* Records for the exercise
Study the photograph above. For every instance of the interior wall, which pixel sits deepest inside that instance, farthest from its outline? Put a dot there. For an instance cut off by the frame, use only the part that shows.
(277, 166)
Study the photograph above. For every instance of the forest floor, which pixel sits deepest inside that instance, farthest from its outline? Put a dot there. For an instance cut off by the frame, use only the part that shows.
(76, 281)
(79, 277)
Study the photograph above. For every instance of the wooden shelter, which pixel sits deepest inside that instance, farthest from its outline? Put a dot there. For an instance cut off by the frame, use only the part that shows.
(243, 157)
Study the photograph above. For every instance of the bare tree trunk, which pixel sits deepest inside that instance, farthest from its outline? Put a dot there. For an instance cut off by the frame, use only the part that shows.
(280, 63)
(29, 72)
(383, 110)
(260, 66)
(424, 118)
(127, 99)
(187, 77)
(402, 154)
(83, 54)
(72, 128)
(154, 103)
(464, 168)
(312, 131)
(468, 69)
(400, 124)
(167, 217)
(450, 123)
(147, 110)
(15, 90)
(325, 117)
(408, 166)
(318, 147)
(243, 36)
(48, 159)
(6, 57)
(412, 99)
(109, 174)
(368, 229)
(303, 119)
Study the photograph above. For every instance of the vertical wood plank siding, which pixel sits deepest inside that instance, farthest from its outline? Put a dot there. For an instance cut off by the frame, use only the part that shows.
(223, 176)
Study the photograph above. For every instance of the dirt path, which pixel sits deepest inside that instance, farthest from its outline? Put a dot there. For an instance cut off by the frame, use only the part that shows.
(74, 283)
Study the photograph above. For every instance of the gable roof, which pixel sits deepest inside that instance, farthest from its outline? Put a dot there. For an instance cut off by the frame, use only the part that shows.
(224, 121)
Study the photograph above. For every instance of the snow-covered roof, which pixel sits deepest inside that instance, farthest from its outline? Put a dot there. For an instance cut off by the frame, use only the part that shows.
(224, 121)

* Task directions
Can you reproduce word for word the part of the listing above that starts with the line containing "Study the photograph above. For every instance of the bare" and runs to the end of the listing, including that first line and the last one?

* Response below
Study the photograph above. For every instance of the bare tree trunk, which pixel sits deepest inside that instance, farthest from its outline? Put a dot there. For an instance cut off by the frame, use only the part that shows.
(280, 63)
(29, 72)
(383, 110)
(260, 66)
(424, 118)
(127, 99)
(187, 77)
(402, 154)
(83, 54)
(72, 128)
(154, 103)
(464, 168)
(312, 131)
(468, 69)
(400, 124)
(167, 217)
(450, 123)
(147, 110)
(15, 90)
(325, 117)
(408, 166)
(318, 147)
(243, 36)
(48, 159)
(6, 57)
(412, 99)
(109, 174)
(368, 229)
(303, 119)
Study the photograph above. For every instance of the vertical wood plank siding, which pixel sits deepest inside that instance, farthest from its outline? Put a dot there. For an instance cut off by the frame, use only the part that shows.
(223, 176)
Study the photograph above. For every instance of the dirt path, which pixel sits deepest inside that instance, farthest from its outline? Put a dot there. For an instance cut off by the frame, use only the part that shows.
(74, 283)
Study the photograph above. For every instance of the gable roof, which pixel sits deepest inside that instance, farthest from its outline? Put a dot there. For an instance cut off by the frame, use only the part that shows.
(224, 121)
Study the photograph above. For every instance of the snow-covered roof, which pixel sits deepest inside that instance, farthest from its outline? Put a dot there. For an instance cut off by the frame, use only the part that shows.
(224, 121)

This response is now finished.